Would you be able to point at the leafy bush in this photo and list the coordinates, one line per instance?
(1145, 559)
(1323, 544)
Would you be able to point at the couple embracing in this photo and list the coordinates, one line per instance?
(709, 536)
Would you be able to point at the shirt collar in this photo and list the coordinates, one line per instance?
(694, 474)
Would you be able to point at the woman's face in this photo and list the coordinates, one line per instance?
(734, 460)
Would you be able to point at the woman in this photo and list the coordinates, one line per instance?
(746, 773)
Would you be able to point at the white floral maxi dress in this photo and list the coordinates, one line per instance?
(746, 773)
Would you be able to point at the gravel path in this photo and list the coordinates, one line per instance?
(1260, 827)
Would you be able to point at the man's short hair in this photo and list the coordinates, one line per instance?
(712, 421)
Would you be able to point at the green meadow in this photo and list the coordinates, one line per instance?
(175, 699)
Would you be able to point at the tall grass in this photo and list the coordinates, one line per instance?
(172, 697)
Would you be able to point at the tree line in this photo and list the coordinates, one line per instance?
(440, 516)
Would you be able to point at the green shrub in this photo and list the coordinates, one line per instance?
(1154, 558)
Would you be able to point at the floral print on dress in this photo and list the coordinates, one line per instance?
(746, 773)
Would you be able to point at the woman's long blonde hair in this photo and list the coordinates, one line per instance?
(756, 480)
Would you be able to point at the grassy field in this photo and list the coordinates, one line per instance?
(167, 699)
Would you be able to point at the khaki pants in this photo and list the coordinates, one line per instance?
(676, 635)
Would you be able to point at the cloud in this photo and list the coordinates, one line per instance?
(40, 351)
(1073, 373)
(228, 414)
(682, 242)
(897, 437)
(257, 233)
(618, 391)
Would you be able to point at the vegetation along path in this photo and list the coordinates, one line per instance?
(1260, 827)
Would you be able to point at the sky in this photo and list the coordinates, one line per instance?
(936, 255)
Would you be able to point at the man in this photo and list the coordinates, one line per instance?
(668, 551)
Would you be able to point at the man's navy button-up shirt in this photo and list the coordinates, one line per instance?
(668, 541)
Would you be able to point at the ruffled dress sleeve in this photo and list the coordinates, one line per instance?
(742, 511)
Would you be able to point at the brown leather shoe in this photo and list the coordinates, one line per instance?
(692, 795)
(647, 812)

+===+

### What this task involves
Write out every entry verbatim.

### Task solution
Would you be able to point at the leafy bush in this photo and list the coordinates, one line per instance?
(1145, 559)
(1323, 544)
Would you be able to point at the couple embracing in this photo and list the coordinates, one line per instance?
(709, 536)
Would you be able to point at the shirt collar in this photo and list the coordinates, one line per instance?
(694, 474)
Would you be able to point at the woman's face in this photo and list the coordinates, one line per instance?
(734, 460)
Would you be able to point at the woman in this photo and list the coordinates, one line per instance?
(746, 773)
Would you be able to point at the white floral maxi dress in this photo and list the coordinates, one line per instance?
(746, 773)
Would you be able to point at the gravel path in this photo and list the coordinates, one line per instance?
(1260, 827)
Would you be able to point at the man's short hair in this photo and list the coordinates, one line per instance?
(712, 421)
Would you be able to point at the green meadow in this photo and list the coordinates, one line per instance?
(175, 699)
Would you be able to point at the tall grass in this photo and list the coordinates, one line per instance?
(172, 697)
Would you be able to point at the tree line in this photo and list the coordinates, one line per instance?
(440, 516)
Would you be able to point at the green shrub in this photo and list the coordinates, one line per instance?
(1154, 558)
Would you be able to point at the floral print on dress in this photo and list the coordinates, one line per instance?
(746, 773)
Would you be able to point at the woman's long blonde hair in this photo and list the coordinates, one line per instance?
(756, 480)
Would you be able to point at the grassy field in this photo and list the coordinates, one line per instance?
(167, 699)
Would you be able to point at the khaki pants in this photo and list the coordinates, one line per instance?
(676, 635)
Would you be able to point at the cloud in this photo and list the coordinates, one line per instance?
(40, 351)
(1073, 373)
(228, 414)
(682, 242)
(897, 437)
(257, 233)
(618, 391)
Would you be able to point at the vegetation along path in this photo and list the coordinates, one line per instance?
(1260, 827)
Would you be able to point at the sky in this photo and list the coordinates, one line per instance?
(936, 255)
Would you be able to point at the man in this photo and list the coordinates, one line per instance?
(668, 551)
Would you be able to point at the man's navy button-up shirt in this photo and list the coordinates, one line per instance?
(668, 541)
Would you be able to point at the ruffled dress sleeve in this photo and list the coordinates, one line per instance?
(742, 511)
Would you be able to point at the brown leather shoe in this photo and list the coordinates, one line per instance?
(692, 795)
(647, 812)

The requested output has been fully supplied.